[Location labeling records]
--- Begin ---

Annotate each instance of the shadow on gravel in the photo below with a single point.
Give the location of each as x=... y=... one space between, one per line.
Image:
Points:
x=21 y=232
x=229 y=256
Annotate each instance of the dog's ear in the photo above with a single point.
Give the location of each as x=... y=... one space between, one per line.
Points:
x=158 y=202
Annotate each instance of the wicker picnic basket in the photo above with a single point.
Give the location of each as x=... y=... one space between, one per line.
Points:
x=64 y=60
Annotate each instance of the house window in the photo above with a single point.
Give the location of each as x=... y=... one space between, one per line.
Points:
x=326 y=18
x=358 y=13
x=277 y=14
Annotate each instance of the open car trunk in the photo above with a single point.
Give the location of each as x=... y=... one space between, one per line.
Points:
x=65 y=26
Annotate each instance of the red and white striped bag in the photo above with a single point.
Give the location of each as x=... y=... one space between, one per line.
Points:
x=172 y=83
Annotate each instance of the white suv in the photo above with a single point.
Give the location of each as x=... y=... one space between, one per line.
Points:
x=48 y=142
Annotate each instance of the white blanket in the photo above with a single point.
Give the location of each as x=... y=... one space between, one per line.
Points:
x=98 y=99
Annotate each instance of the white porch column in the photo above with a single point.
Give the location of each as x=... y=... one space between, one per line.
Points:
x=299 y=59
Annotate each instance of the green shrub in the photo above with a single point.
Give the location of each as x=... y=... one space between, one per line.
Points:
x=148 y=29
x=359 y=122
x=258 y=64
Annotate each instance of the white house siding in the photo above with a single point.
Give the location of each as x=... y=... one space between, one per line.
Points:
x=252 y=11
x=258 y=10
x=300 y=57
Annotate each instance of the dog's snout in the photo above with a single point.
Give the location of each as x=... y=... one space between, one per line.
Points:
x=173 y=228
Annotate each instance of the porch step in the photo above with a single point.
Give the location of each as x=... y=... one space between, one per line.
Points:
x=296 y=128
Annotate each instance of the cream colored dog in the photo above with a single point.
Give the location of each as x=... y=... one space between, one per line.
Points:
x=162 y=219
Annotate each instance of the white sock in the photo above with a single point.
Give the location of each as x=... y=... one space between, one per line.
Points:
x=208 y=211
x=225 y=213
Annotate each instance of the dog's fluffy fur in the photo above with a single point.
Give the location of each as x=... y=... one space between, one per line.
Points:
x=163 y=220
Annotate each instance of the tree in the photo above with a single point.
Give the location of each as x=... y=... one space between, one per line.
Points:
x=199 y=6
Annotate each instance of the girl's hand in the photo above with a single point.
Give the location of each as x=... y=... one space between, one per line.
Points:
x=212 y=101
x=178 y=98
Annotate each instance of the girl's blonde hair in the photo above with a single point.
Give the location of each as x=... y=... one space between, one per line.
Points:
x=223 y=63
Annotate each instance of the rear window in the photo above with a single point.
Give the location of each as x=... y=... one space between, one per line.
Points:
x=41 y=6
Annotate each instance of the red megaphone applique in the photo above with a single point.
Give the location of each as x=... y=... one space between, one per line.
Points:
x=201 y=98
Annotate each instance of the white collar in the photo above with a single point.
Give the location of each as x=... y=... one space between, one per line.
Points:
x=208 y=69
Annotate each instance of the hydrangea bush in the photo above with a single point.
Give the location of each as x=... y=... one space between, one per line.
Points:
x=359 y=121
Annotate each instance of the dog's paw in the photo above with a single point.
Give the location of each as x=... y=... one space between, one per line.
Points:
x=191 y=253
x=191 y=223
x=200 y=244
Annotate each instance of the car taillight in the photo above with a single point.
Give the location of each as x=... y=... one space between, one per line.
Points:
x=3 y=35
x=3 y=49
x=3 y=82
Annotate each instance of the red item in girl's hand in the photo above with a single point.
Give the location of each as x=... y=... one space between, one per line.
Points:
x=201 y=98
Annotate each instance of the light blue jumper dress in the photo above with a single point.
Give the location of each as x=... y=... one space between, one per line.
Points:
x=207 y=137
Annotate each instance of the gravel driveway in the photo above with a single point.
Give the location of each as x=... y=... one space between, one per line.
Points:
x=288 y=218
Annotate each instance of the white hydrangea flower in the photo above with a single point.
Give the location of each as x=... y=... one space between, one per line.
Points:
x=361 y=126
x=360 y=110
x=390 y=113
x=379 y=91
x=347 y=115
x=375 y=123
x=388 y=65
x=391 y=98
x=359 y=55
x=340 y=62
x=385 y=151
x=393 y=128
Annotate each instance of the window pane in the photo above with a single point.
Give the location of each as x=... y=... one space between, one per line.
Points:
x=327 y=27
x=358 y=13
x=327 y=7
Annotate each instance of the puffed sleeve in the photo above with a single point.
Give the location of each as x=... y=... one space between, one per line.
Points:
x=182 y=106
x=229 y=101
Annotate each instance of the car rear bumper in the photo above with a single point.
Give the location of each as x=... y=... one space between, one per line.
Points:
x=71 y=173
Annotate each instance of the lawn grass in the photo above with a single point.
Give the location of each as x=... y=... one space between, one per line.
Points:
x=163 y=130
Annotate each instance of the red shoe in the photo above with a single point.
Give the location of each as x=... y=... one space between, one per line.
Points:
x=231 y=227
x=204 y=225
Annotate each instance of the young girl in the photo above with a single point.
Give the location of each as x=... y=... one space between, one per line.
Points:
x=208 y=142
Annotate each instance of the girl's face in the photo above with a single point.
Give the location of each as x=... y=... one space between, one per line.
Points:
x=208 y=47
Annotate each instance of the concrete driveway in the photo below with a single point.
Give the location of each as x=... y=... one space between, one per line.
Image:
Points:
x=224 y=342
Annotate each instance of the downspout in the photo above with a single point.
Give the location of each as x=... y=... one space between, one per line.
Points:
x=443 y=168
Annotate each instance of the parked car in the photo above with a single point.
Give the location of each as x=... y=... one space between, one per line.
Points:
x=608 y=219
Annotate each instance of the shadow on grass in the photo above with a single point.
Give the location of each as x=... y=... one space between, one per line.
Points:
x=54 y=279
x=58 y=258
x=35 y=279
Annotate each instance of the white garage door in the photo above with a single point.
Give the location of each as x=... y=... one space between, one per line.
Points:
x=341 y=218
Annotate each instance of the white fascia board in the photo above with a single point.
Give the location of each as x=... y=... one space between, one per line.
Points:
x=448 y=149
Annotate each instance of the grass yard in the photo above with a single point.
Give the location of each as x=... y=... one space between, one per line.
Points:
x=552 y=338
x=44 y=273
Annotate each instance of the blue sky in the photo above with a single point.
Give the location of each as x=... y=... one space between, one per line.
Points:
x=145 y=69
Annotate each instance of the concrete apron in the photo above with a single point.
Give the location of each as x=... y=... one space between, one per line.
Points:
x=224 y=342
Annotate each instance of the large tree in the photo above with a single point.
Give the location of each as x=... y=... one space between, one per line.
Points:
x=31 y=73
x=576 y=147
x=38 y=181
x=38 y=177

--- End ---

▶ [THE EXERCISE]:
Arrange every line of the records above as a numbered list, leaving out any blank lines.

▶ [TASK SOLUTION]:
1. Annotate each instance of the shadow on gravel in the photo below with a single point.
2. Give the location of each as x=... y=... one space between, one per line.
3. Image:
4. Points:
5. x=21 y=232
6. x=229 y=256
7. Annotate each instance of the dog's ear in the photo above with a single point.
8. Give the location of each as x=... y=... one space between, one per line.
9. Points:
10. x=158 y=202
11. Annotate each instance of the wicker picnic basket in the photo above with a single point.
12. Give the location of each as x=... y=... one space between, one per line.
13. Points:
14. x=64 y=60
15. Annotate each instance of the house window in the photo above with a single point.
16. Give the location of each as x=... y=... one space between, one per line.
17. Points:
18. x=326 y=18
19. x=358 y=13
20. x=277 y=14
21. Annotate each instance of the open car trunk in the photo above with a single point.
22. Give the location of each as x=... y=... one space between, one per line.
23. Points:
24. x=65 y=26
25. Annotate each instance of the red and white striped bag in the photo above with a single point.
26. Give the location of each as x=... y=... one space between, one per line.
27. Points:
28. x=172 y=83
29. Annotate each instance of the white suv in the photo above with a single point.
30. Give the location of each as x=... y=... one space between, one per line.
31. Points:
32. x=48 y=142
33. Annotate each instance of the white blanket in the photo above with a single point.
34. Give the location of each as x=... y=... one space between, one per line.
35. Points:
36. x=98 y=99
37. Annotate each instance of the white porch column in the photo above with a single point.
38. Give the location of each as x=... y=... one space between, one per line.
39. Points:
40. x=299 y=59
41. Annotate each instance of the green shrub in the photo above with a single point.
42. Give the location of each as x=... y=... one space between, one per line.
43. Points:
44. x=148 y=29
45. x=359 y=122
46. x=258 y=64
47. Annotate each instance of the white house siding in the photo above with a single point.
48. Give the location of each as x=... y=... one space between, one per line.
49. Points:
50. x=252 y=11
51. x=258 y=10
52. x=300 y=57
53. Annotate each instance of the dog's snout in the photo above with a single point.
54. Give the location of each as x=... y=... one space between, one per line.
55. Points:
56. x=173 y=228
57. Annotate each instance of the porch step in the photo above with a single point.
58. Give the location of each as x=... y=... one space between, one per line.
59. Points:
60. x=296 y=128
61. Annotate each instance of the cream colored dog in the photo above with a single point.
62. Give the location of each as x=... y=... one space between, one per line.
63. Points:
64. x=162 y=219
65. Annotate each instance of the white sock in the photo above with a single point.
66. Give the location of each as x=... y=... one space between, one per line.
67. Points:
68. x=208 y=211
69. x=225 y=213
70. Annotate each instance of the dog's fluffy fur in the photo above with a single point.
71. Give the location of each as x=... y=... one space between, one per line.
72. Points:
73. x=163 y=220
74. Annotate each instance of the tree in the photo above with a single point.
75. Give the location of each as x=... y=... one space between, one per line.
76. Points:
77. x=199 y=6
78. Annotate each instance of the girl's hand in the photo above with a single point.
79. Give the location of each as x=... y=... one space between, one per line.
80. Points:
81. x=212 y=101
82. x=178 y=98
83. Annotate each instance of the girl's blonde hair in the photo above with a single point.
84. Give the location of each as x=... y=... one space between, one per line.
85. Points:
86. x=223 y=63
87. Annotate each instance of the rear window in the photo above with a single point.
88. Give the location of each as x=... y=... one space between, one per line.
89. Points:
90. x=41 y=6
91. Annotate each instance of the red megaphone applique in the photo above with a single point.
92. Give the location of each as x=... y=... one space between, one per line.
93. Points:
94. x=201 y=98
95. Annotate each instance of the white collar in the photo above with a single point.
96. Give the location of each as x=... y=... one space between, one per line.
97. Points:
98. x=208 y=69
99. Annotate each instance of the hydrangea bush in the photo above with a single point.
100. Give the location of each as x=... y=... one space between, one per line.
101. Points:
102. x=359 y=121
103. Annotate each instance of the dog's paw in the photo above with a single point.
104. Give the location of each as x=... y=... one space between, one per line.
105. Points:
106. x=191 y=253
107. x=191 y=223
108. x=200 y=244
109. Annotate each instance of the car taillight in the photo above with a single point.
110. Give the location of each as x=... y=... one space between, one per line.
111. Points:
112. x=3 y=35
113. x=3 y=49
114. x=3 y=82
115. Annotate each instance of the red item in girl's hand in the photo above with a single point.
116. Give the location of each as x=... y=... one space between, one per line.
117. Points:
118. x=201 y=98
119. Annotate each instance of the light blue jumper dress in the photo above with a single point.
120. Give the location of each as x=... y=... one space between, one per line.
121. Points:
122. x=207 y=137
123. Annotate each instance of the gravel driveway in the photo above with a single point.
124. Give the location of each as x=... y=... one space between, one per line.
125. Points:
126. x=288 y=218
127. Annotate each instance of the white hydrangea flower in the photo above with a single point.
128. Give the location of each as x=... y=... one space between, one per line.
129. Points:
130. x=361 y=126
131. x=360 y=110
132. x=390 y=113
133. x=379 y=91
134. x=347 y=115
135. x=375 y=123
136. x=388 y=65
137. x=391 y=98
138. x=359 y=55
139. x=340 y=62
140. x=385 y=151
141. x=393 y=128
142. Annotate each instance of the window pane in the photo above with a single point.
143. Give the location of each as x=... y=... one space between, one per line.
144. Points:
145. x=327 y=27
146. x=358 y=13
147. x=327 y=7
148. Annotate each instance of the puffed sleeve in the photo above with a single point.
149. Give the location of each as x=... y=... one space between, one per line.
150. Points:
151. x=182 y=106
152. x=229 y=101
153. Annotate each instance of the car rear bumper in the photo above with a single point.
154. Give the location of each as x=... y=... one space between, one per line.
155. Points:
156. x=71 y=173
157. Annotate each instance of the lawn grass in the photo above with a single point.
158. Give the location of each as x=... y=... one space between, one per line.
159. Points:
160. x=163 y=130
161. Annotate each instance of the red shoe in the photo above with a single point.
162. Give the location of each as x=... y=... one space between, one per line.
163. Points:
164. x=231 y=227
165. x=204 y=225
166. Annotate each instance of the young girl in the photo above with a single point.
167. Give the location of each as x=... y=... one space between, one per line.
168. Points:
169. x=208 y=142
170. Annotate each instance of the girl's face in the photo above with a single point.
171. Give the location of each as x=... y=... one space between, one per line.
172. Points:
173. x=208 y=47
174. Annotate each instance of the concrete driveway in the photo below with a single point.
175. Give the location of each as x=... y=... one space between, one per line.
176. Image:
177. Points:
178. x=224 y=342
179. Annotate each instance of the downspout in the photo above with a single point.
180. Give the location of each as x=... y=... one space between, one per line.
181. Points:
182. x=443 y=168
183. Annotate each instance of the parked car in the photo above with a single point.
184. Give the location of each as x=... y=... one space between, one per line.
185. Points:
186. x=608 y=219
187. Annotate each instance of the shadow on grass in the photo above with a single point.
188. Give the location of each as x=... y=... one space between, one per line.
189. Points:
190. x=54 y=279
191. x=58 y=258
192. x=35 y=279
193. Annotate each instance of the white garage door in the photo above with a single point.
194. Give the location of each as x=... y=... one space between, one per line.
195. Points:
196. x=341 y=218
197. Annotate each instance of the white fascia board in the photo above with a single point.
198. Give the location of each as x=... y=... one space between, one per line.
199. Points:
200. x=448 y=149
201. Annotate each instance of the grass yard in the photo above with a single point.
202. Give the location of each as x=... y=... one space between, one per line.
203. Points:
204. x=552 y=338
205. x=44 y=273
206. Annotate each instance of the blue sky in the photo above with a single point.
207. Give the location of each as x=... y=... one space between, one per line.
208. Points:
209. x=145 y=69
210. Annotate each instance of the concrete apron in the photo above with a single point.
211. Give the location of each as x=... y=... one space between, one per line.
212. Points:
213. x=224 y=342
214. Annotate each instance of the large tree in the photo above with a single point.
215. Give the location of each as x=... y=... one space between, one per line.
216. Points:
217. x=31 y=73
218. x=576 y=147
219. x=38 y=181
220. x=38 y=177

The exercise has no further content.